**Collected data**

========================================================================

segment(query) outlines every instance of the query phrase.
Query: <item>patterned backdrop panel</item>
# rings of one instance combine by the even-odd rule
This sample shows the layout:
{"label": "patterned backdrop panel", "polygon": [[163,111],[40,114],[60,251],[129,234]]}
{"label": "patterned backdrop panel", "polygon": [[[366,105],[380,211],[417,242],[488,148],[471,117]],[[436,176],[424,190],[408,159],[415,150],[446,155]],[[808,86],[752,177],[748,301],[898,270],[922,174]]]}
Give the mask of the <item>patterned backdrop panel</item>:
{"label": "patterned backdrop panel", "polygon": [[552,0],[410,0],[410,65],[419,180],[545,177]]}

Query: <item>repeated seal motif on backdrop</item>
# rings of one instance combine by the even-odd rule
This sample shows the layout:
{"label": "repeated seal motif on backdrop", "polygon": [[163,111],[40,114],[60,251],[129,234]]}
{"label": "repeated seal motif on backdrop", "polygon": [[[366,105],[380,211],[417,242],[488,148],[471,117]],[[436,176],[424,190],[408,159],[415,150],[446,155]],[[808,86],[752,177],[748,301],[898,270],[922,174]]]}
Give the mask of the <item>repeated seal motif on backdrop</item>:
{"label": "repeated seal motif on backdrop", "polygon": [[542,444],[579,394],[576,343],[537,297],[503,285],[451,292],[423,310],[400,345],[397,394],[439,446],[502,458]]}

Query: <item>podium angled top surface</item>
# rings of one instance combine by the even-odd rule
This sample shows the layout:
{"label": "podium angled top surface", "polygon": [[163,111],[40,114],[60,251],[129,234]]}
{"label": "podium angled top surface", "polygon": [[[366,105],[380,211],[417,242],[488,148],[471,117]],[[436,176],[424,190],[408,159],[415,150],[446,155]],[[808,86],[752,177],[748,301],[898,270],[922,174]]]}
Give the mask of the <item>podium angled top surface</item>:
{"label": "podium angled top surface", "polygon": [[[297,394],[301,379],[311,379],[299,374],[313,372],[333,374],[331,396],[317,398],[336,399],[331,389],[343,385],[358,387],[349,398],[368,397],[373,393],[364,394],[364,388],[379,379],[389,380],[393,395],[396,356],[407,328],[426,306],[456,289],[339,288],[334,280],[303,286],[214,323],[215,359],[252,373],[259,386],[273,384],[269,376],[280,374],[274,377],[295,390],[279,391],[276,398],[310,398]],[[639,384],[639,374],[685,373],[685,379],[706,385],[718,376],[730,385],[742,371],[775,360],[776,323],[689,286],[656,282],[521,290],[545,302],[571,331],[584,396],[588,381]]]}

========================================================================

**Task to carry out**
Render the whole set of entries again, exactly as given.

**Final answer**
segment(query) outlines every instance of the query phrase.
Query: <item>patterned backdrop panel</item>
# rings of one instance combine by the even-odd rule
This sample shows the layout:
{"label": "patterned backdrop panel", "polygon": [[163,111],[40,114],[60,251],[129,234]]}
{"label": "patterned backdrop panel", "polygon": [[[366,105],[380,211],[417,242],[488,148],[471,117]],[[436,176],[424,190],[408,159],[415,150],[446,155]],[[808,86],[752,177],[748,301],[898,270],[922,174]]]}
Give the mask of the <item>patterned backdrop panel</item>:
{"label": "patterned backdrop panel", "polygon": [[552,0],[410,0],[410,65],[419,180],[545,177]]}

Query: <item>repeated seal motif on backdrop</item>
# rings of one instance combine by the even-odd rule
This sample shows the layout:
{"label": "repeated seal motif on backdrop", "polygon": [[163,111],[40,114],[60,251],[129,234]]}
{"label": "repeated seal motif on backdrop", "polygon": [[[366,105],[380,211],[417,242],[488,148],[471,117]],[[436,176],[424,190],[408,159],[415,150],[446,155]],[[808,86],[752,177],[748,301],[898,270],[922,174]]]}
Give the mask of the <item>repeated seal motif on backdrop</item>:
{"label": "repeated seal motif on backdrop", "polygon": [[542,444],[579,394],[576,343],[537,297],[503,285],[451,292],[423,310],[400,345],[397,394],[439,446],[502,458]]}

Query: <item>podium angled top surface</item>
# rings of one instance combine by the even-odd rule
This sample shows the layout:
{"label": "podium angled top surface", "polygon": [[163,111],[40,114],[60,251],[129,234]]}
{"label": "podium angled top surface", "polygon": [[[366,105],[380,211],[417,242],[488,148],[471,117]],[[436,176],[424,190],[408,159],[415,150],[446,155]],[[808,86],[752,177],[748,301],[898,270],[922,174]]]}
Give the mask of the <item>podium angled top surface</item>:
{"label": "podium angled top surface", "polygon": [[[297,394],[301,379],[311,379],[299,374],[313,372],[333,374],[331,396],[317,398],[336,399],[331,389],[343,385],[358,387],[349,398],[368,397],[373,393],[364,394],[364,388],[379,379],[389,380],[393,395],[396,356],[407,328],[426,306],[456,289],[339,288],[334,280],[303,286],[214,323],[215,359],[252,373],[259,386],[273,384],[269,376],[280,374],[274,377],[295,390],[279,391],[276,398],[310,398]],[[639,384],[639,374],[685,373],[685,379],[706,385],[718,376],[730,385],[742,371],[775,360],[776,323],[689,286],[656,282],[521,290],[545,302],[571,331],[584,396],[588,381]]]}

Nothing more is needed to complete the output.